### [PROBLEM STATEMENT]
Can you copy every item below word for word, with no changes at all?

### [ENTRIES SHOWN]
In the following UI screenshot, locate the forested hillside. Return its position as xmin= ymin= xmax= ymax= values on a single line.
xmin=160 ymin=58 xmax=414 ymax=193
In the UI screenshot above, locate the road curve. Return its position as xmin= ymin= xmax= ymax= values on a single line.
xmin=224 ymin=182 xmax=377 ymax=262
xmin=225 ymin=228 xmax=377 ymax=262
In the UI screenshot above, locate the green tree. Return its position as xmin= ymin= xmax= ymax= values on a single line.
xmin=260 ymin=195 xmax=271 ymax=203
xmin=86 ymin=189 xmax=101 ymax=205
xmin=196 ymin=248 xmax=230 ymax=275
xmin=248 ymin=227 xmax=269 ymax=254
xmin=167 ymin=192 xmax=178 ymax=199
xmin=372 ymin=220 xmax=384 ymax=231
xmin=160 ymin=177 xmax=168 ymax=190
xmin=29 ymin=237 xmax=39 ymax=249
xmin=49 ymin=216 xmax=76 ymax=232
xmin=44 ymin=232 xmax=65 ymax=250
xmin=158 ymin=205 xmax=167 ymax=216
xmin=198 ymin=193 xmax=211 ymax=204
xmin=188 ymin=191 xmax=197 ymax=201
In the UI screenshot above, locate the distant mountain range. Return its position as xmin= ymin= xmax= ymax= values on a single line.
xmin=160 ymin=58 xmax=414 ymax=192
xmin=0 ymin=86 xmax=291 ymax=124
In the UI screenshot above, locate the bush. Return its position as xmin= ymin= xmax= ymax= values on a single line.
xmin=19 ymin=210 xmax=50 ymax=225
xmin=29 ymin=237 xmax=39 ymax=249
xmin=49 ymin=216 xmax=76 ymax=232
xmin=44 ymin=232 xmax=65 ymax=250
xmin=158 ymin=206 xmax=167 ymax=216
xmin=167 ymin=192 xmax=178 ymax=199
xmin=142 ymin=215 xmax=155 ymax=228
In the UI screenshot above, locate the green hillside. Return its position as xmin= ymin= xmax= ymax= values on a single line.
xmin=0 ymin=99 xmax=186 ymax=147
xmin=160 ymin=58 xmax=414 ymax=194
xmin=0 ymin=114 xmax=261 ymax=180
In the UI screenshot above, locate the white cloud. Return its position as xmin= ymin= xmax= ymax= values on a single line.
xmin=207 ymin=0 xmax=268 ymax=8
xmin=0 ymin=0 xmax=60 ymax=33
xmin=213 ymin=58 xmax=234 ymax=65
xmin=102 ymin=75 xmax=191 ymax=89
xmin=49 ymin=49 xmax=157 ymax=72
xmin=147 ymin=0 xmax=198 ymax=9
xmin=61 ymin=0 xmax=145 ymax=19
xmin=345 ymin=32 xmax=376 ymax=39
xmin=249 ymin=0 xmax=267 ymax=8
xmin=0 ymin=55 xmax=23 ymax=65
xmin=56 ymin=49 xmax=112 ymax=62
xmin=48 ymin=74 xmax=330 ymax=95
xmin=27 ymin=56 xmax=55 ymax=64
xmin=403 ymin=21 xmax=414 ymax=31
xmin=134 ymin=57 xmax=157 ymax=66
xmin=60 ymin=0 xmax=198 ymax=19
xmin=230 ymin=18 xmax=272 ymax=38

### [TASK OUTPUT]
In the following UI screenshot, locate the forested hillside. Return its position as xmin= ymin= xmax= ymax= values on a single line.
xmin=160 ymin=58 xmax=414 ymax=193
In the UI screenshot above, locate the road curve. Return its position as xmin= ymin= xmax= ymax= values on a single line.
xmin=224 ymin=182 xmax=377 ymax=262
xmin=225 ymin=228 xmax=377 ymax=262
In the UI screenshot above, locate the green tree. Return its position as xmin= ymin= xmax= ymax= values on a single line.
xmin=260 ymin=195 xmax=271 ymax=203
xmin=86 ymin=189 xmax=101 ymax=205
xmin=196 ymin=248 xmax=230 ymax=275
xmin=248 ymin=227 xmax=269 ymax=254
xmin=167 ymin=192 xmax=178 ymax=199
xmin=372 ymin=220 xmax=384 ymax=231
xmin=160 ymin=177 xmax=168 ymax=190
xmin=29 ymin=237 xmax=39 ymax=249
xmin=49 ymin=216 xmax=76 ymax=232
xmin=44 ymin=232 xmax=65 ymax=250
xmin=158 ymin=205 xmax=167 ymax=216
xmin=198 ymin=193 xmax=211 ymax=204
xmin=188 ymin=191 xmax=197 ymax=201
In the UI screenshot above, locate the distant mountain range. Return its position as xmin= ymin= xmax= ymax= values on a single line.
xmin=160 ymin=58 xmax=414 ymax=192
xmin=0 ymin=86 xmax=291 ymax=124
In the UI screenshot above, locate the bush. Return its position as xmin= ymin= xmax= ymax= values on a single line.
xmin=19 ymin=210 xmax=50 ymax=225
xmin=29 ymin=237 xmax=39 ymax=249
xmin=49 ymin=216 xmax=76 ymax=232
xmin=44 ymin=232 xmax=65 ymax=250
xmin=158 ymin=206 xmax=167 ymax=216
xmin=167 ymin=192 xmax=178 ymax=199
xmin=142 ymin=215 xmax=155 ymax=228
In the UI screenshot above, locate the green hillside. Return its position as xmin= ymin= xmax= ymax= values on a single line.
xmin=0 ymin=99 xmax=186 ymax=147
xmin=160 ymin=58 xmax=414 ymax=194
xmin=0 ymin=114 xmax=261 ymax=180
In the UI screenshot above, locate the white cloud. Return its position as xmin= ymin= xmax= ymax= values on a single line.
xmin=207 ymin=0 xmax=268 ymax=8
xmin=0 ymin=0 xmax=60 ymax=33
xmin=213 ymin=58 xmax=234 ymax=65
xmin=102 ymin=75 xmax=191 ymax=89
xmin=49 ymin=49 xmax=157 ymax=72
xmin=147 ymin=0 xmax=198 ymax=9
xmin=61 ymin=0 xmax=145 ymax=19
xmin=345 ymin=32 xmax=376 ymax=39
xmin=249 ymin=0 xmax=267 ymax=8
xmin=0 ymin=55 xmax=23 ymax=65
xmin=56 ymin=49 xmax=112 ymax=62
xmin=48 ymin=74 xmax=330 ymax=95
xmin=27 ymin=56 xmax=55 ymax=64
xmin=403 ymin=21 xmax=414 ymax=31
xmin=134 ymin=57 xmax=157 ymax=66
xmin=60 ymin=0 xmax=198 ymax=19
xmin=230 ymin=18 xmax=272 ymax=38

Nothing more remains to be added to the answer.